Top of Records provided

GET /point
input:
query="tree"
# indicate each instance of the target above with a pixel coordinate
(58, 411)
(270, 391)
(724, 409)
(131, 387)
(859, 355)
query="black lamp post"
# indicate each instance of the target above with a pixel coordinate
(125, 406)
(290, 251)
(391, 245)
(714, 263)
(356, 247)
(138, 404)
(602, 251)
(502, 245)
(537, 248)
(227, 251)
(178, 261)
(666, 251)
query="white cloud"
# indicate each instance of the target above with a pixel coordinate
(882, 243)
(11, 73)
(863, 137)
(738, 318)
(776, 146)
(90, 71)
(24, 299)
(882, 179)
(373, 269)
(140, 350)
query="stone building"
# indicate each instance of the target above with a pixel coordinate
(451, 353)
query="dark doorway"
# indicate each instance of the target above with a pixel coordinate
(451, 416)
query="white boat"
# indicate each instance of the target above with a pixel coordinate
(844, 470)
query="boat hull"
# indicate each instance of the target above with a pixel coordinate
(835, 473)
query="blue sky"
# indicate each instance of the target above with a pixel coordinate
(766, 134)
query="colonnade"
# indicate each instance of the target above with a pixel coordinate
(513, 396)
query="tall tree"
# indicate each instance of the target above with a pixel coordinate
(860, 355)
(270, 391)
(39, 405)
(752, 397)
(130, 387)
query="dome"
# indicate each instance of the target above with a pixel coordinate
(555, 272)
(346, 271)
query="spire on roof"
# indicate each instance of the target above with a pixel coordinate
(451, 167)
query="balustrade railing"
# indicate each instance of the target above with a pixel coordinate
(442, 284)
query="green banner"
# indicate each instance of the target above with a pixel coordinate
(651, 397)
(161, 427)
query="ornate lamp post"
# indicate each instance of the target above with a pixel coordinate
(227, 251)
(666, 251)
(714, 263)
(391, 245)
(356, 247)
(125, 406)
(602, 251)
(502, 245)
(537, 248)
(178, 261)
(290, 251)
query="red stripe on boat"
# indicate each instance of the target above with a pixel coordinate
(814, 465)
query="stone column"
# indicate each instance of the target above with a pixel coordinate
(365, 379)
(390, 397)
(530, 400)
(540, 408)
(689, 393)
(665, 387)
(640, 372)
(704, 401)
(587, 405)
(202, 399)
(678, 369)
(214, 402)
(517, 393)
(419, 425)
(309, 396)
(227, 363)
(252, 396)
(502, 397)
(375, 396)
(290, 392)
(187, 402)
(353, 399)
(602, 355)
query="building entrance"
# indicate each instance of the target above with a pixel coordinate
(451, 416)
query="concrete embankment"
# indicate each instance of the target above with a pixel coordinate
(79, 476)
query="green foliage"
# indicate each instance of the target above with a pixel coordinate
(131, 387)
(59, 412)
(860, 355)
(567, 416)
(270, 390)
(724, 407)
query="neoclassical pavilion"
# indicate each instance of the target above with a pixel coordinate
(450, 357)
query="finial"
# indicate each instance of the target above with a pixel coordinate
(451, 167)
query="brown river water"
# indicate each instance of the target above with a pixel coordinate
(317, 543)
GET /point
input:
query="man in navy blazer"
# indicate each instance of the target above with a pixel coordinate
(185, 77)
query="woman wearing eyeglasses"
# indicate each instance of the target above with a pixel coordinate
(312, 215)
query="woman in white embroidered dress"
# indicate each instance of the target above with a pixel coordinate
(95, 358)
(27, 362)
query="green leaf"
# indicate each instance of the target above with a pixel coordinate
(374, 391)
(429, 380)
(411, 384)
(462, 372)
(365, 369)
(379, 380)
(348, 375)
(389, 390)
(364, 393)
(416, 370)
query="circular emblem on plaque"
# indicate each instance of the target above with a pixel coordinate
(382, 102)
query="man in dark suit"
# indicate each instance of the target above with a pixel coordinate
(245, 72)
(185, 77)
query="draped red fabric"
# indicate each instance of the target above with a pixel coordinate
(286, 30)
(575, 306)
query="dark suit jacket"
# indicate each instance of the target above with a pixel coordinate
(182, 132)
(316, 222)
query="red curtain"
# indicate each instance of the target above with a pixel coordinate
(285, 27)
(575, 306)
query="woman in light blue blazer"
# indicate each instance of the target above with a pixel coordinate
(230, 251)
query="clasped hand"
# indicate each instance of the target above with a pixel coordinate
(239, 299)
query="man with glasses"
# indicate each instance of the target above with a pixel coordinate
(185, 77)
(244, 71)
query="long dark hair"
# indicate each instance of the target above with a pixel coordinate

Bottom of Records provided

What this task involves | Each record above must be transcribed exactly, and none may be skipped.

Written solution |
GET /point
input:
query="tree"
# indicate each instance of the target above with a pixel coordinate
(58, 411)
(270, 391)
(724, 409)
(131, 387)
(859, 355)
query="black lamp post"
# indicate each instance of the target above with a pixel coordinate
(125, 406)
(290, 251)
(391, 245)
(714, 263)
(356, 247)
(138, 404)
(602, 251)
(502, 245)
(537, 248)
(227, 251)
(178, 261)
(666, 251)
query="white cloud"
# indicate each instance of the target above with a pixel coordinate
(882, 243)
(11, 73)
(863, 137)
(738, 318)
(776, 146)
(90, 71)
(24, 299)
(882, 179)
(373, 269)
(140, 350)
query="stone building"
# indicate each instance of the target above with a pixel coordinate
(451, 353)
query="dark doorway"
# indicate each instance of the target above with a pixel coordinate
(451, 416)
query="white boat"
# indicate each instance of the target above with a pixel coordinate
(844, 470)
query="boat hull"
# indicate each instance of the target above with a pixel coordinate
(835, 473)
query="blue sky"
# indicate each instance of the target above with a pixel coordinate
(766, 134)
query="colonnade"
# indicate each instance of the target above with a pixel coordinate
(513, 396)
query="tall tree"
# indicate each instance of the target above with a pixel coordinate
(860, 355)
(270, 391)
(39, 405)
(752, 397)
(130, 387)
query="dome"
# indicate each instance of the target above with a pixel coordinate
(555, 272)
(346, 271)
query="spire on roof"
# indicate each instance of the target above with a pixel coordinate
(451, 167)
query="balustrade railing"
# indicate each instance of the target above with a pixel coordinate
(442, 284)
query="green banner"
# indicate each instance of the target above with a pixel coordinate
(651, 397)
(161, 427)
query="ornate lamp post"
# indicate each instance of the target above with a pixel coordinate
(227, 251)
(666, 251)
(714, 263)
(391, 245)
(356, 247)
(125, 406)
(602, 251)
(502, 245)
(537, 248)
(178, 261)
(290, 251)
query="red stripe on boat"
# indicate each instance of the target above with a pixel coordinate
(814, 465)
query="stone column"
# indicate each instance of the target above with a pixel coordinate
(365, 379)
(390, 397)
(530, 400)
(540, 408)
(689, 393)
(665, 387)
(640, 372)
(704, 401)
(587, 405)
(202, 399)
(678, 369)
(214, 402)
(517, 393)
(419, 425)
(309, 396)
(227, 363)
(252, 396)
(502, 397)
(375, 396)
(290, 392)
(187, 402)
(353, 399)
(602, 355)
query="building entrance"
# indicate each instance of the target above with a pixel coordinate
(451, 416)
query="concrete embankment"
# indicate each instance of the target above with a pixel coordinate
(79, 476)
query="green foliage"
# indicate each instance of the target above with a pixel coordinate
(131, 387)
(59, 412)
(860, 355)
(567, 416)
(270, 390)
(724, 407)
query="neoclassical pavilion"
# indicate each instance of the target above with a pixel coordinate
(450, 357)
query="finial"
# indicate each instance of the target above with a pixel coordinate
(451, 167)
query="brown river water"
# indicate each instance of the target above with a pixel coordinate
(317, 543)
GET /point
input:
query="man in navy blazer"
# indicate each instance of the target above with a pixel coordinate
(185, 77)
query="woman wearing eyeglasses"
# indicate each instance of the target above with a pixel coordinate
(312, 215)
query="woman in white embroidered dress"
# indicate each instance of the target above with a pixel coordinate
(95, 358)
(27, 362)
query="green leaf"
# indicate each instance of the target above with a pixel coordinate
(374, 391)
(429, 380)
(411, 384)
(462, 372)
(365, 369)
(379, 380)
(348, 375)
(389, 390)
(364, 393)
(416, 370)
query="circular emblem on plaque"
# indicate each instance of the target above with a pixel coordinate
(382, 102)
query="man in dark suit"
# indicate each instance of the target above with a pixel coordinate
(245, 72)
(185, 77)
query="draped red fabric"
# indicate each instance of the target above with a pixel coordinate
(286, 30)
(575, 306)
query="dark suit jacket"
# indicate each instance of the target above with a pixel coordinate
(182, 132)
(316, 222)
query="red curtain"
# indicate each instance of the target above with a pixel coordinate
(285, 27)
(575, 306)
query="woman in light blue blazer"
# indicate each instance of the target above with a pixel coordinate
(230, 251)
query="clasped hand"
# indicate each instance of the target above with a pixel coordinate
(239, 299)
query="man with glasses"
# indicate each instance of the target above with a pixel coordinate
(185, 77)
(244, 71)
query="long dark hair"
# indicate each instance of the target above with a pixel coordinate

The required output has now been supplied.